• [Data]:
---

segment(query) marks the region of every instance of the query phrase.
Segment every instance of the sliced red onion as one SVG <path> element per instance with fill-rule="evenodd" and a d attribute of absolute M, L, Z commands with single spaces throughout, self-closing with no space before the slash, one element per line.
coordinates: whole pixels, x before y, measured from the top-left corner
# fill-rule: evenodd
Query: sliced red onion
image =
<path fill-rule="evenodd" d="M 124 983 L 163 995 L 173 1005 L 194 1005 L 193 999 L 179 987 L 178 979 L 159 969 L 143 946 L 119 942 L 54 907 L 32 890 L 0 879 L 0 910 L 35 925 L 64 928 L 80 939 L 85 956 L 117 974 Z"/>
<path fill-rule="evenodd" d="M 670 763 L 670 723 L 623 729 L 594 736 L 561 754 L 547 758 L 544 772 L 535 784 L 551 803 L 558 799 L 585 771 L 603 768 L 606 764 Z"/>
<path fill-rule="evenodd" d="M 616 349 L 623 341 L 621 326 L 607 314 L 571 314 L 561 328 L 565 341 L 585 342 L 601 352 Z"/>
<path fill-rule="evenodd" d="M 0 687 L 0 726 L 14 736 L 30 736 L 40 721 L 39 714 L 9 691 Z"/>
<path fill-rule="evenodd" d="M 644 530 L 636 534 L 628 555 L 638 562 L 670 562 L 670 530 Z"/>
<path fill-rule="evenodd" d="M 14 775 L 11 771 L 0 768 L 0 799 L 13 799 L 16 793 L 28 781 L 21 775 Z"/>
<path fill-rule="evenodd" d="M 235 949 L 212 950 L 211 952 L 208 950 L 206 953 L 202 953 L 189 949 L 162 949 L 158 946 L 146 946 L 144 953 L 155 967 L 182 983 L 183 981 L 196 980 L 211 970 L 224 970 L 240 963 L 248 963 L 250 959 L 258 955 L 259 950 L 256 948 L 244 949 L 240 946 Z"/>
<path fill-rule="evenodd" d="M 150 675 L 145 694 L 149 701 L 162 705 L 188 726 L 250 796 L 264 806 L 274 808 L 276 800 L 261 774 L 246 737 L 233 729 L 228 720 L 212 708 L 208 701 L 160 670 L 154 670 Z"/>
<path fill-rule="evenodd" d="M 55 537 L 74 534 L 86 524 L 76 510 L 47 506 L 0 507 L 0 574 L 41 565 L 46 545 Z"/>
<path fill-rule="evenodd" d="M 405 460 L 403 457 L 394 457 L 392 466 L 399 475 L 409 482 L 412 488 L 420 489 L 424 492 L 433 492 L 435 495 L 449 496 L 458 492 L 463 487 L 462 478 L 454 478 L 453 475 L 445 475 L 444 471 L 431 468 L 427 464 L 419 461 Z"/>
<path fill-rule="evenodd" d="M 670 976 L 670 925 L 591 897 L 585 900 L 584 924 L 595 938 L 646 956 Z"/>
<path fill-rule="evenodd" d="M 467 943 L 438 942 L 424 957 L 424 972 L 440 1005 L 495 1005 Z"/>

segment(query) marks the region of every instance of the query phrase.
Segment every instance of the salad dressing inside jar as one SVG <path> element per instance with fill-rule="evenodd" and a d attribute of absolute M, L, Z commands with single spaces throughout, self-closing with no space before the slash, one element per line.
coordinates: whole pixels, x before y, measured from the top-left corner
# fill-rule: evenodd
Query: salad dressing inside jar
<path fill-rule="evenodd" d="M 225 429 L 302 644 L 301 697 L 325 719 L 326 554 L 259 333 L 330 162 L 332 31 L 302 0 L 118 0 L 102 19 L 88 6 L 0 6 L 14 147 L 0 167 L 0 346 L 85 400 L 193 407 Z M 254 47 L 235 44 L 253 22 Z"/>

---

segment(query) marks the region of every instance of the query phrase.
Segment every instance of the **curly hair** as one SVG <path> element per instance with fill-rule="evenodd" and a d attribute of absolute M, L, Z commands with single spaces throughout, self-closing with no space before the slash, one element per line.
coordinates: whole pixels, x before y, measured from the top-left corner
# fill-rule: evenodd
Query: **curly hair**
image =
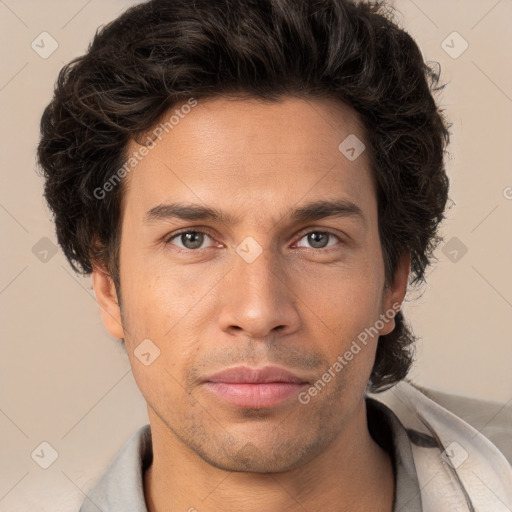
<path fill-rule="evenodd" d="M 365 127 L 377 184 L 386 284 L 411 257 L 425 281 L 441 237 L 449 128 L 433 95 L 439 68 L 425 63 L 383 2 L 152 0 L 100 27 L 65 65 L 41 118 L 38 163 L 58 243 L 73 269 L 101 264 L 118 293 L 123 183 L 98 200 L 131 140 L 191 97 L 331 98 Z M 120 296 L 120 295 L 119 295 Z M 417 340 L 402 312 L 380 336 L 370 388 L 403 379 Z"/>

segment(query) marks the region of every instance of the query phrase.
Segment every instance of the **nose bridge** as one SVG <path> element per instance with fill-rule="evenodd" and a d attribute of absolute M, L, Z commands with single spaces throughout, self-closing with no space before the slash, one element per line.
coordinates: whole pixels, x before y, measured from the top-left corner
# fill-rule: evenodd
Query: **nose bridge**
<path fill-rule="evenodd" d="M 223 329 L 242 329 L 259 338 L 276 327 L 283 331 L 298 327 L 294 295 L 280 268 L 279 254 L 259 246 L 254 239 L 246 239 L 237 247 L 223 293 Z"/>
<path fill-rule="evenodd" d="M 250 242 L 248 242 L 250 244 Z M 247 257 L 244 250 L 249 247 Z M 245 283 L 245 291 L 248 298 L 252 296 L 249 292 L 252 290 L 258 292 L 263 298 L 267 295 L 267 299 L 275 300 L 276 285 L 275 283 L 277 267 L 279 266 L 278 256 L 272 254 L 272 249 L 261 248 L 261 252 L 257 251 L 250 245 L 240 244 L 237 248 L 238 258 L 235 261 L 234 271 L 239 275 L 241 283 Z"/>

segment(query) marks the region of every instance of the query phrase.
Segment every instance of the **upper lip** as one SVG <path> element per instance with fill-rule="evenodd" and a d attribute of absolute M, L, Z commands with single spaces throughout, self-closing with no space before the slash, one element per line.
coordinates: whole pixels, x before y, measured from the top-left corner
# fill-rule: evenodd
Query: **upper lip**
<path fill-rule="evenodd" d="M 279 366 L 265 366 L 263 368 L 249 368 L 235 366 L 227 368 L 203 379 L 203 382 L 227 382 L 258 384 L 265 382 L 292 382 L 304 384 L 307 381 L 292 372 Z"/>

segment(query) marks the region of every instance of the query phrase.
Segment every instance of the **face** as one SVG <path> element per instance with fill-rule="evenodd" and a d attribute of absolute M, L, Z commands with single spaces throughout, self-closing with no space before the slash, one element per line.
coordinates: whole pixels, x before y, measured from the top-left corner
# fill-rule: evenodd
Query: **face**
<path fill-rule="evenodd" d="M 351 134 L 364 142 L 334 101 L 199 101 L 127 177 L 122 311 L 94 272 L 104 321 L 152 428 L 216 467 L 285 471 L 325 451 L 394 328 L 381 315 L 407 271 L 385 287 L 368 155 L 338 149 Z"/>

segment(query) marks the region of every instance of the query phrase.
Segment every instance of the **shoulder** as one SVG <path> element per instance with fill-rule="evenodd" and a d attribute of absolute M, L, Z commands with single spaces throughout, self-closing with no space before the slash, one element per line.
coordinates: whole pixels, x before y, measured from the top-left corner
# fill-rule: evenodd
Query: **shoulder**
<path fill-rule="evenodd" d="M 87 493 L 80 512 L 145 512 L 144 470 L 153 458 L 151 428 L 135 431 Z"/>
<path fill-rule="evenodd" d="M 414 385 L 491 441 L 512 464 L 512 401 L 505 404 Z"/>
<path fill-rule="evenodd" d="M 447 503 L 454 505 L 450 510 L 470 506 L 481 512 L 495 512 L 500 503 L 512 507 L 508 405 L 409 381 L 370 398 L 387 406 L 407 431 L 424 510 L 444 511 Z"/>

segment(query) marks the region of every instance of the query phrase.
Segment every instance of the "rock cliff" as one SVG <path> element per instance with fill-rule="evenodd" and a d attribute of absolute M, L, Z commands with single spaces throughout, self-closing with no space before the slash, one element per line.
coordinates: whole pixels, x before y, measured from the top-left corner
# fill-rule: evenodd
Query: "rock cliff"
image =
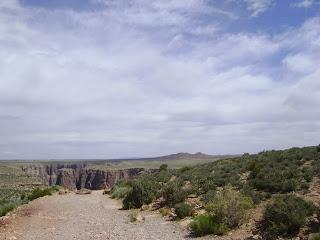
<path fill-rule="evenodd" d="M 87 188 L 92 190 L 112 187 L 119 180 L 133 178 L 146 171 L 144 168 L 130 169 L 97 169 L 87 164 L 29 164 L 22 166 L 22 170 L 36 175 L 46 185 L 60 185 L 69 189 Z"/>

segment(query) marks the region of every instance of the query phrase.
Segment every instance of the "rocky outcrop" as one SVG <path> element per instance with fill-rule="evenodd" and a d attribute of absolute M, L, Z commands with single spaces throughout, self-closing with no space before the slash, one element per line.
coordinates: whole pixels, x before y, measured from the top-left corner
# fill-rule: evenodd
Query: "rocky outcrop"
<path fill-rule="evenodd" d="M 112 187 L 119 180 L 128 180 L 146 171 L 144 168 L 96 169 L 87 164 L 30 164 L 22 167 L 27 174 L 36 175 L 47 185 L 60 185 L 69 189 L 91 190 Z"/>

---

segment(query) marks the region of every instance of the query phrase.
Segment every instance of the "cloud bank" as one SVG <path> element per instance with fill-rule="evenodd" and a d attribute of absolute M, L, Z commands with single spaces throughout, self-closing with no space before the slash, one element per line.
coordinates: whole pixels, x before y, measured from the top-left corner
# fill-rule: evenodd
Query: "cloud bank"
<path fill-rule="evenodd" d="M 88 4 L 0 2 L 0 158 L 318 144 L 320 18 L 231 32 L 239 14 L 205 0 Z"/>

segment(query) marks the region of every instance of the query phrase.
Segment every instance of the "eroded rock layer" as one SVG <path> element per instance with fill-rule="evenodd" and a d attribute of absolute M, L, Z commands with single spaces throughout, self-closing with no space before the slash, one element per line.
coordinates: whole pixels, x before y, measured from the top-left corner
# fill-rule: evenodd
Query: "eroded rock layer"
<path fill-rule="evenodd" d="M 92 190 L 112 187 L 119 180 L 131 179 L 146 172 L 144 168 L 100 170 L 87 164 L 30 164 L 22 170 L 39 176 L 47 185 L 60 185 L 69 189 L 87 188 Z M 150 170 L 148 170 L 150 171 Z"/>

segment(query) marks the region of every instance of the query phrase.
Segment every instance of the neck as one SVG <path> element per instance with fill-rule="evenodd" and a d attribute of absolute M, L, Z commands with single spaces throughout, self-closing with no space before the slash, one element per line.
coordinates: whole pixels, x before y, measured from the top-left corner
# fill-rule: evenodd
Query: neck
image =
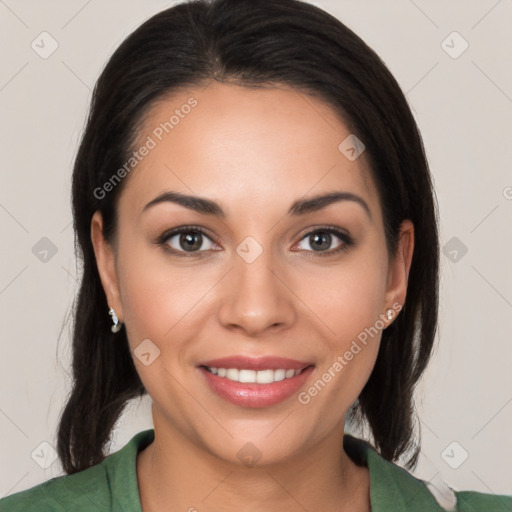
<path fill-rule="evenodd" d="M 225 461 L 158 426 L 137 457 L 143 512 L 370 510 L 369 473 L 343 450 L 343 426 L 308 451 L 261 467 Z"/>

---

From the entries above, restate word for word the lines from the line containing "Segment every instance of the sliced" to the line containing "Query: sliced red onion", both ends included, and nothing more.

Segment every instance of the sliced red onion as one SVG <path> element per instance with fill-rule="evenodd" and a d attribute of absolute M, L, Z commands with single spaces throughout, self-closing with no space before the slash, one element per line.
coordinates: whole pixels, x before y, measured from the top-left corner
# fill-rule: evenodd
Query: sliced red onion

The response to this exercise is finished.